Aim of the exercise
Carry on the post about being a caretaker of the soil, picking up right after the closing quotation about Hugh Bennett.
[Reading text Boundary: Start]
I am a Mom. And one thing that is inherent with being a Mom (or at least being a good Mom) is the ability to be a caretaker; to put your needs below the needs of what or whom you are caring for.
This is not always an easy thing.
There are many times that I want to put my needs above my children’s needs. Sometimes I do. And sometimes I don’t.
But on the whole, I mainly put their needs above my own. One of the reasons I do this is because I take a long-term view. I know that the children will only be in my home and under my immediate care for a relatively short time period. So that makes it easier to sacrifice my desires because I know that I am investing in them and their future.
I was reminded that most people don’t always take the role of being a good caretaker seriously while I was reading the book, The Worst Hard Times, The Untold Story of Those Who Survived the Great American Dust Bowl* by Timothy Egan.
Being a gardener, homesteader, and goat farmer, I am keenly aware and interested in the health of the soil. I consider myself a caretaker of the soil and all the living things that reside in it. So to read about how the soil was abused and the end result of that abuse was very sad and disturbing.
But what is even more awful is that we are doing the same exact thing today. We haven’t learned from the past at all. Once again, our country is destroying the soil. We’re doing it differently than the farmers did before the Dust Bowl. Back then, they simply plowed up too much land (and then abandoned it) in an area that had too high winds and too little rainfall to leave the land uncovered.
Today conventional farmers are destroying the soil by spraying it with an abundance of pesticides and herbicides – chemicals that are destroying the organisms that live in the soil and keep it healthy. Big Agriculture is also destroying the land by monocropping and only adding back the basic nutrients – NPK – nitrogen, phosphorus, and potassium. The soil is more complex than that and by robbing it for decades of the minerals and soil microbes that keep it healthy, we are damaging not only the soil, but the foods that are grown in that soil.
The Worst Hard Times* did touch on the soil, but it mainly covered the lives that were affected or destroyed during the Dust Bowl. The loss of life, hopes, and dreams as a result of the (often unintentional) abuse of the land should be a wake-up call.
If more people can wake-up to the destruction that is being caused by conventional farming, we can still turn things around. We can be caretakers of the soil and caretakers of the health of our families.
The book periodically mentions Hugh Bennett who implemented soil conservation plans during the latter half of the Dust Bowl:
“Hugh Bennett was a son of the soil, growing up on a 1,200-acre plantation in North Carolina that had been planted in cotton since before the Civil War. He spent part of every day on the family land east of the Blue Ridge Mountains, helping his father on steep terrain. He learned early on that the land would not wash away as long as they kept it terraced. His father also taught him that the soil of their farm was not simply a medium through which passed a fibrous commodity but also a living thing. His interest in the complexities of soil led him to the University of North Carolina and graduate school, where he studied and wrote about how different societies treated land.”
[Reading text Boundary: End]
[Records shown Boundary: Start]
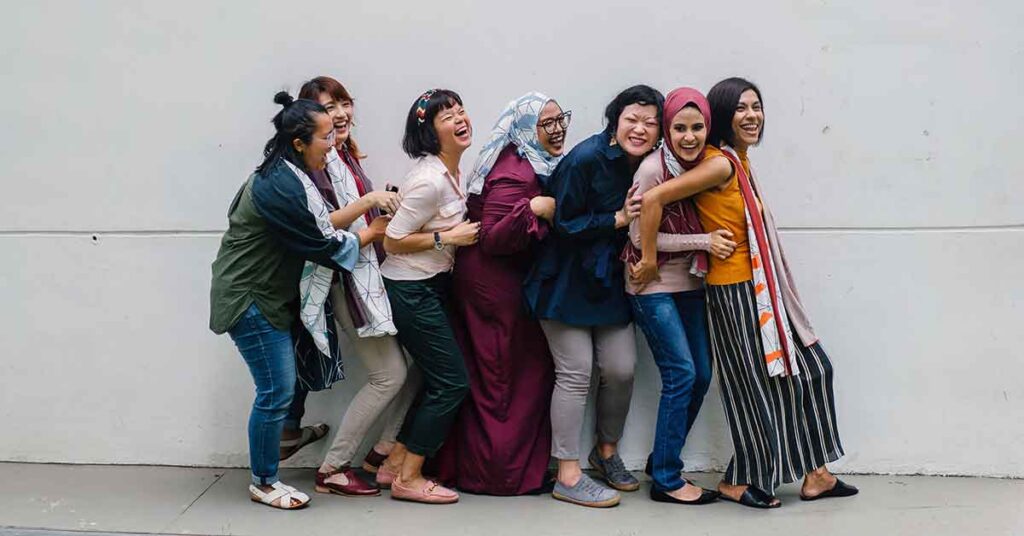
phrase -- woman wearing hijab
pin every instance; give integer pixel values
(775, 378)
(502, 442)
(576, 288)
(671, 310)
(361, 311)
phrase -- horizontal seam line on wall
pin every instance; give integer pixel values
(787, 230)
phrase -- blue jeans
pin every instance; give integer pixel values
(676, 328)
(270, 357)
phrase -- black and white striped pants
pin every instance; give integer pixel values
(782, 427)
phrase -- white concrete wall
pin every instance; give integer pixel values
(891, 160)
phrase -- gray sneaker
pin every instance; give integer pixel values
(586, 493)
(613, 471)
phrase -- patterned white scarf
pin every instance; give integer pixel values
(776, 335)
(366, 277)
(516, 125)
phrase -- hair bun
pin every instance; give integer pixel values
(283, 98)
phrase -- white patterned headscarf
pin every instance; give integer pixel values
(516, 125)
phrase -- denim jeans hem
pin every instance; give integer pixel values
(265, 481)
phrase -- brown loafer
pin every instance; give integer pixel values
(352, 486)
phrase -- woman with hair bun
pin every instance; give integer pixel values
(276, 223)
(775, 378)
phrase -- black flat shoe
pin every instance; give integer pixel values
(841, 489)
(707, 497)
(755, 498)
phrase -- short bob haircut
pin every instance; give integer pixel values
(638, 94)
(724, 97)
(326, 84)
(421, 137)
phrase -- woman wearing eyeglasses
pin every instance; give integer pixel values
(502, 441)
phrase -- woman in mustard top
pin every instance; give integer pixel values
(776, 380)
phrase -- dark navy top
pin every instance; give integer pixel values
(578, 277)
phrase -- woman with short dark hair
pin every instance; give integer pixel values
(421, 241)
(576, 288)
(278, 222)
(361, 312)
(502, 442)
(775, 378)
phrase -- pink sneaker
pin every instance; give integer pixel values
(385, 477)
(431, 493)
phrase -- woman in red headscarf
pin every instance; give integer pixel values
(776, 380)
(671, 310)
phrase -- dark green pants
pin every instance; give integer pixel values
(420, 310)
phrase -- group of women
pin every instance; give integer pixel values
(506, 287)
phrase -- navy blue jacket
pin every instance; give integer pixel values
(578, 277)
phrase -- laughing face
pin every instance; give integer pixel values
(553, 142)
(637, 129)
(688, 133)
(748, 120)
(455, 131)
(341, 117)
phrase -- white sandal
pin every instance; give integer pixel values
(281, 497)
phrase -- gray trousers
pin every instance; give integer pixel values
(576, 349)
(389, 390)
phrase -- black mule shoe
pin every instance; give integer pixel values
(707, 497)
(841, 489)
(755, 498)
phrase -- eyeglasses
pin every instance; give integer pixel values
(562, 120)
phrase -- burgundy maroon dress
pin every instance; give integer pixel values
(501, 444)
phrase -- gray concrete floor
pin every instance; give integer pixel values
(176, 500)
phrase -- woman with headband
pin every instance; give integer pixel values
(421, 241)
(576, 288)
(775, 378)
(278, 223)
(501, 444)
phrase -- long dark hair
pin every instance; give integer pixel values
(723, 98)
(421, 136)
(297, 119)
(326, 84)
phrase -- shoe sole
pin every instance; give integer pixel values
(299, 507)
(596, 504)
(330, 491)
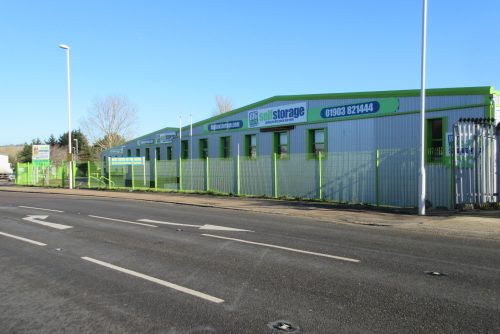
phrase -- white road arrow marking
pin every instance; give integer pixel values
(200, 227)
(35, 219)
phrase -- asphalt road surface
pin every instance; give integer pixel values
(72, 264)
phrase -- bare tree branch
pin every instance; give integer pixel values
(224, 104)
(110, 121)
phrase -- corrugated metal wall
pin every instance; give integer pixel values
[Records shown Boundary: End]
Answer box
He had a lot of knowledge that was worth listening to (both then and now):
“‘Of all the countries in the world, we Americans have been the greatest destroyers of land of any race of people barbaric or civilized,’ Bennett said in a speech at the start of the dust storms. What was happening, he said, was ‘sinister,’ a symptom of ‘our stupendous ignorance.'”
I don’t want to be a part of a system that is destructive. I desire to be a caretaker of my children, my animals, my food supply, and my soil.
Do you have a garden? Are you taking care of your soil as much as you are taking care of the plants? If not, you can start now.
If you don’t/can’t garden, are you purchasing your food from sources that are taking care of the soil? Organic produce is a start, but you can be an organic farmer without caring for the soil. Try to find out how and where some of your food is actually grown.
It often takes more money and effort to be a caretaker. But you know what? It is definitely worth it.
Teach yourself about why healthy soil is important. And teach your children. Don’t let yourself or them be guilty of “stupendous ignorance”. It’s not too late to stop the 21st century equivalent of the Dust Bowl.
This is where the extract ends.